In the implementation, only granularity level 2 could be reached, as only the data collection names can be saved in the token. The reason for this is the multitude of ways to group multifarious data and a need for standardization. Currently, we can easily save the group affiliation of single metrics, e.g. all data from solar panels belongs to Group X, all weather data belongs to Group Y. In the same way, we can define shared accesses in the token: user A belongs to Group X and additionally has access to weather data. However, such simplicity is not achievable on higher granularity (“user A has access to data from last month“). To reach level 3 of granularity, a whole standard of encoding that fine-grained permission is required, a central point needs to enforce this standard and an efficient way of saving those permissions with the user needs to be developed. This can delimit the endless combinations of attributes but would mean a huge development overhead.
Moreover, somewhat fine-grained access control can also be achieved by sensibly labeling the data. For example, if all data from Germany is labeled accordingly, the access control by country would be much easier to implement. However, in this case, it would be wise to limit the attributes only to the most essential ones, and/or make them non-shareable.
Overall, I recognized that implementing such complex features in an IAM context is not a trivial task, as every increase in flexibility or granularity introduces a significant development overhead. Therefore, every new feature should be first evaluated from a cost-benefit perspective and the prediction should be communicated to the stakeholders. Moreover, adherence to best practices of secure software development is still a requirement, such as checking the OWASP Top Ten list, implementing encapsulation and using reputable frameworks and standards.

------------------------------------------------

- WHAT YOU HAVE TO DO
Can you write out, word for word, the part of the access-control text starting at "Moreover, somewhat fine-grained" and ending at "make them non-shareable."?

- DATASET RECORDS
------------------------------------------------

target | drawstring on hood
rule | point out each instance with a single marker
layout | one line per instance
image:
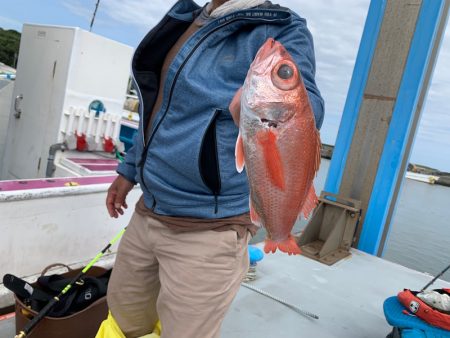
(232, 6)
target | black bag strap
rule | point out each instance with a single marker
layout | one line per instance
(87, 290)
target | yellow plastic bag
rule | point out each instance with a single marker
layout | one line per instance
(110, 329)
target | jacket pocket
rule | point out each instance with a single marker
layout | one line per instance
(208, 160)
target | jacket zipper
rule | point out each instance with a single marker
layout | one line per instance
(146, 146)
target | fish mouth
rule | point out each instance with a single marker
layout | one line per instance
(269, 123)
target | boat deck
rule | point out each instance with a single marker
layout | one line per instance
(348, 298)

------------------------------------------------

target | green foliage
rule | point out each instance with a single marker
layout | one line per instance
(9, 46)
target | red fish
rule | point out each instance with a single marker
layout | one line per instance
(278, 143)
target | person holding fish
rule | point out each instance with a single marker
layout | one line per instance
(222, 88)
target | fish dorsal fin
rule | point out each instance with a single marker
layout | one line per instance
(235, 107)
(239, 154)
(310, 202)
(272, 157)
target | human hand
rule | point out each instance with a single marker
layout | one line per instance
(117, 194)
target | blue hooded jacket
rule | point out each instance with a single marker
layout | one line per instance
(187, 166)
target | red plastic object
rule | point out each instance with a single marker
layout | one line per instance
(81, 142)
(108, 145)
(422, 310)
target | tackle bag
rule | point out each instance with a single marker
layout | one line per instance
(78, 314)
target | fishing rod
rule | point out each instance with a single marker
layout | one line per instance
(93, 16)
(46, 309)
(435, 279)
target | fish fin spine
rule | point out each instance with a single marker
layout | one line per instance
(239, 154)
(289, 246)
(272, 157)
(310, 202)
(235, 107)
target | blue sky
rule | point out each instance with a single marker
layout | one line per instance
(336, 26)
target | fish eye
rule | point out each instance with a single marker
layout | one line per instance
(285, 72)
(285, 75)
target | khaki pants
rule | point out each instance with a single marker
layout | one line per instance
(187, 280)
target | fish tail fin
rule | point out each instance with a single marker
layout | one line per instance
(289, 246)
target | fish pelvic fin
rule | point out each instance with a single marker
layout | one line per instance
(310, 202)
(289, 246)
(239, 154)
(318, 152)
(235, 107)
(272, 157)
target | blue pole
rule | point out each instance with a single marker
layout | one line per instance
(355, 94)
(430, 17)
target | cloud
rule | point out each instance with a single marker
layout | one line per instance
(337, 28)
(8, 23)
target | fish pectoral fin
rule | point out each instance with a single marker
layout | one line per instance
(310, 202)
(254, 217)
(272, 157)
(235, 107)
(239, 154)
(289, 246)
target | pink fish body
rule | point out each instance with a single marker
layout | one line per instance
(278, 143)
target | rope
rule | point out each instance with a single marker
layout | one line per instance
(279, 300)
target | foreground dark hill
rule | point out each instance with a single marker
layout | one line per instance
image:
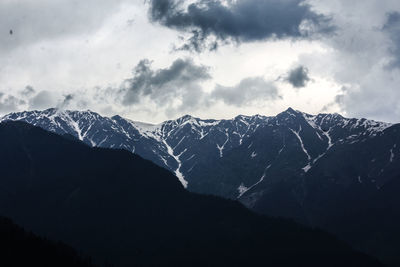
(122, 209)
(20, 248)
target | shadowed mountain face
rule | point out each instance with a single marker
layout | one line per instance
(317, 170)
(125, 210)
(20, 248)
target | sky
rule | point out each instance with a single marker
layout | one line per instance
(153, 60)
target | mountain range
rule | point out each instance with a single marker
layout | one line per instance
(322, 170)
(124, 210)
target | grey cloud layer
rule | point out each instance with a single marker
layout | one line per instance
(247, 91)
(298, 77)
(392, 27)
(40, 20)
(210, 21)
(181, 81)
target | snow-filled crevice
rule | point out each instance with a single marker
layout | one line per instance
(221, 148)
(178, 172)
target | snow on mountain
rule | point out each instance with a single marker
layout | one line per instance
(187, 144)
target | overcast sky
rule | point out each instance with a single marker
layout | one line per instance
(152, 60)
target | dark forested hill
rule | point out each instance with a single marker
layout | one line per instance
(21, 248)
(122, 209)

------------------------------------------------

- OUTPUT OF THE TASK
Moreover, somewhat fine-grained access control can also be achieved by sensibly labeling the data. For example, if all data from Germany is labeled accordingly, the access control by country would be much easier to implement. However, in this case, it would be wise to limit the attributes only to the most essential ones, and/or make them non-shareable.